REQUESTS:
- a) Answer these questions using the forum post about a 6G15 build:
(i) What did the writer use to make the cab for the first build ten years ago?
(ii) How many cabs did a buddy make up?
(iii) Where are the chassis and face plates from?
- b) In the records, transcribe character for character the lines from the one containing "Target: wooden shutter" through the one containing "[[[31,18],[11,18],[11,44],[30,44]]]".

PASSAGE TO READ:
┌──

Hoffman Amplifiers Tube Amplifier Forum
Amp Stuff => Tube Amp Building - Tweaks - Repairs => Topic started by: bullkelp on February 07, 2025, 05:24:18 pm
-
So some time agao I thought id rebuild by home build 6g15.
When i made my first one 10 yrs ago I used spare parts, made a cab from butt glued pine and old vinyl and lucked out by getting the circuit right the first time. Turned out to be a great tank and i used it live many times.
Infact it sounded so good that I had friends ask for one. So I got a buddy to make up 4 cabs and I set about ordering parts for four builds.
Here is the first of those.
Layout and circuit I followed the same recipe. Concepts from the weber ad-a-verb and TAD were combined with the grounding system from merlin and a ground lift network. All the jack sockets are insulated.
-
Here im populating the turret boards. LAst time I used eyelet board but Ive come to prefer garolite boards and turrets.
(https://i.imgur.com/AsK3VMX.jpg)
-
The chassis and face plates are from Banzai music. Shipping to NZ is very reasonable
The transformers are all hammond
(https://i.imgur.com/R16ab28.jpg)

└──

MATERIAL PROVIDED:
┌──

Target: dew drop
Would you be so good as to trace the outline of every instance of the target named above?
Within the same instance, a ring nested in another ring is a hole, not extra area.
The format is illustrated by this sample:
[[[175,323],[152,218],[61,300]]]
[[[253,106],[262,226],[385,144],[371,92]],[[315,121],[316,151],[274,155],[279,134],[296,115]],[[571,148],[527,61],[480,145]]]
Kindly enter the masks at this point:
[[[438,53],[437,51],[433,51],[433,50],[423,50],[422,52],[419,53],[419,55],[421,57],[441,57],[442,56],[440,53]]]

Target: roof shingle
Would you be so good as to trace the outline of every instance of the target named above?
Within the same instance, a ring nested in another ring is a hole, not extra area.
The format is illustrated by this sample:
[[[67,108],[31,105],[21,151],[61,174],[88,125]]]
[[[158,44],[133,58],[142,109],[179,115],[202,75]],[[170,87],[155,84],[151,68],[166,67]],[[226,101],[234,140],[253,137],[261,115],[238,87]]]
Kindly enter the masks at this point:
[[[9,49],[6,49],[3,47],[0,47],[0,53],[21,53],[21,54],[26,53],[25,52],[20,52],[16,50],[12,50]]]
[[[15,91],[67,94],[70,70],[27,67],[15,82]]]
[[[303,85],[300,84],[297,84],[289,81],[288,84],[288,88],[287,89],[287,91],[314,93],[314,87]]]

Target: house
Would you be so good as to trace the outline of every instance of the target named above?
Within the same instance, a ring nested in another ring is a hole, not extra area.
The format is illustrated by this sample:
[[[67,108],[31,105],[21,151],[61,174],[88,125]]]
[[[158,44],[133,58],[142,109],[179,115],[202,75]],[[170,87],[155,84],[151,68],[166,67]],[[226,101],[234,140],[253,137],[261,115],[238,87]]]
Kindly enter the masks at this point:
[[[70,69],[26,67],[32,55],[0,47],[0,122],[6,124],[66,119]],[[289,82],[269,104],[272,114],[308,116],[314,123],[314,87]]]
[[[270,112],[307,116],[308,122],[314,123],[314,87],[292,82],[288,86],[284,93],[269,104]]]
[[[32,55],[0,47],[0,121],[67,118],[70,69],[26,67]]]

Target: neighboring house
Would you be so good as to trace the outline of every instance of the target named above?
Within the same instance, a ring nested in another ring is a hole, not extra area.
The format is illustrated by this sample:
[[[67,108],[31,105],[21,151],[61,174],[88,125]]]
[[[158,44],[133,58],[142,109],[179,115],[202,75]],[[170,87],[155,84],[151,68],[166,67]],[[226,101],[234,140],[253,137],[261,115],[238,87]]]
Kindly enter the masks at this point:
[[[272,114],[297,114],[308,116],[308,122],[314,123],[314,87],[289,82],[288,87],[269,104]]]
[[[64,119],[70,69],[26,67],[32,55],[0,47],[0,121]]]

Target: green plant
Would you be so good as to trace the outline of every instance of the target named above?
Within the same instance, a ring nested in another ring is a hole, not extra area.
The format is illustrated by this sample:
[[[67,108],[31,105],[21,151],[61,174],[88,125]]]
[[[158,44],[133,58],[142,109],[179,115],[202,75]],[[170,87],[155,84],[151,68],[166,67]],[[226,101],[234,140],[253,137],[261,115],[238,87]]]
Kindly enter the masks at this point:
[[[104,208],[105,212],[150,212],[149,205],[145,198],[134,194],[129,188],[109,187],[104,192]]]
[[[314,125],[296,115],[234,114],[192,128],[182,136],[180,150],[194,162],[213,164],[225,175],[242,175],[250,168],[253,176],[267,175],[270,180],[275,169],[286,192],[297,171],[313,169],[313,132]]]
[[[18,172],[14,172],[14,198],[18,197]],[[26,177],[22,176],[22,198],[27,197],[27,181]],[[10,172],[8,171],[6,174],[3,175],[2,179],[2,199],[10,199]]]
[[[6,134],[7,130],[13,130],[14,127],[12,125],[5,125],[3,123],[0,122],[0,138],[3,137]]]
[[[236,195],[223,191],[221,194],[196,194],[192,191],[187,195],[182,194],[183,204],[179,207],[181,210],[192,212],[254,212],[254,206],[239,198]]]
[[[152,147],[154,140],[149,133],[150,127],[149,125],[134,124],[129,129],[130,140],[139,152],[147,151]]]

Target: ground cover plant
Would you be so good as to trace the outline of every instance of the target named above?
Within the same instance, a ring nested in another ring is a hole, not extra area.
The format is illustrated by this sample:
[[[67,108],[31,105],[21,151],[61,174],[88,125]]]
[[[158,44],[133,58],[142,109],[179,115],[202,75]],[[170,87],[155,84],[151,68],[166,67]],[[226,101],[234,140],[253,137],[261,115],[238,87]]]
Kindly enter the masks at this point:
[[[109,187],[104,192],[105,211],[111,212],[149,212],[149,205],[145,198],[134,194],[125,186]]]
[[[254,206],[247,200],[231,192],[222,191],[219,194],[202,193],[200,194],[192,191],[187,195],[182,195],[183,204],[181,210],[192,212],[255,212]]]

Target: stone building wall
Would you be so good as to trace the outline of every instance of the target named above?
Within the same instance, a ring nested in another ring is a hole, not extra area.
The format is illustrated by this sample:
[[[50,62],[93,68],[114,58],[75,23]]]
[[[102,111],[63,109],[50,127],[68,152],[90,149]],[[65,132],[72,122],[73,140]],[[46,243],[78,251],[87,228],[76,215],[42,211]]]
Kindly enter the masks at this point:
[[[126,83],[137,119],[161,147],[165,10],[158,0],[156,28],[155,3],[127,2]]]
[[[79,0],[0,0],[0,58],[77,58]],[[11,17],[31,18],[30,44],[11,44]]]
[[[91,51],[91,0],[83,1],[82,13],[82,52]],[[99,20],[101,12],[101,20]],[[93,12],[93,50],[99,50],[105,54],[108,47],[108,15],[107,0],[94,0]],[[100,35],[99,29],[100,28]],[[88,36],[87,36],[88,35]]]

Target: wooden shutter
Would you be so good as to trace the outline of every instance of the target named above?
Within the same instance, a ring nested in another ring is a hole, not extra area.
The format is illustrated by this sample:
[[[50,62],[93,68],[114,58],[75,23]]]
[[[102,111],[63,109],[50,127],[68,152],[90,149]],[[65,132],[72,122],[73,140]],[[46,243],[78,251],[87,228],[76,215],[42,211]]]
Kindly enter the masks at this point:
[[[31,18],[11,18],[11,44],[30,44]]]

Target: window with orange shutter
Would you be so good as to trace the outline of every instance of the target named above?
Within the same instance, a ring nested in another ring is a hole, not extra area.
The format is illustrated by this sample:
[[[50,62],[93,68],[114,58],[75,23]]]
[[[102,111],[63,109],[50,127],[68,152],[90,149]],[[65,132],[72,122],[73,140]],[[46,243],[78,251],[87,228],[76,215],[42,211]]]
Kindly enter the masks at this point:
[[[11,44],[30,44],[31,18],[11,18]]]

└──

THE REPLIES:
- a)
(i) Butt-glued pine and old vinyl.
(ii) Four.
(iii) Banzai Music.

- b)
Target: wooden shutter
Would you be so good as to trace the outline of every instance of the target named above?
Within the same instance, a ring nested in another ring is a hole, not extra area.
The format is illustrated by this sample:
[[[50,62],[93,68],[114,58],[75,23]]]
[[[102,111],[63,109],[50,127],[68,152],[90,149]],[[65,132],[72,122],[73,140]],[[46,243],[78,251],[87,228],[76,215],[42,211]]]
Kindly enter the masks at this point:
[[[31,18],[11,18],[11,44],[30,44]]]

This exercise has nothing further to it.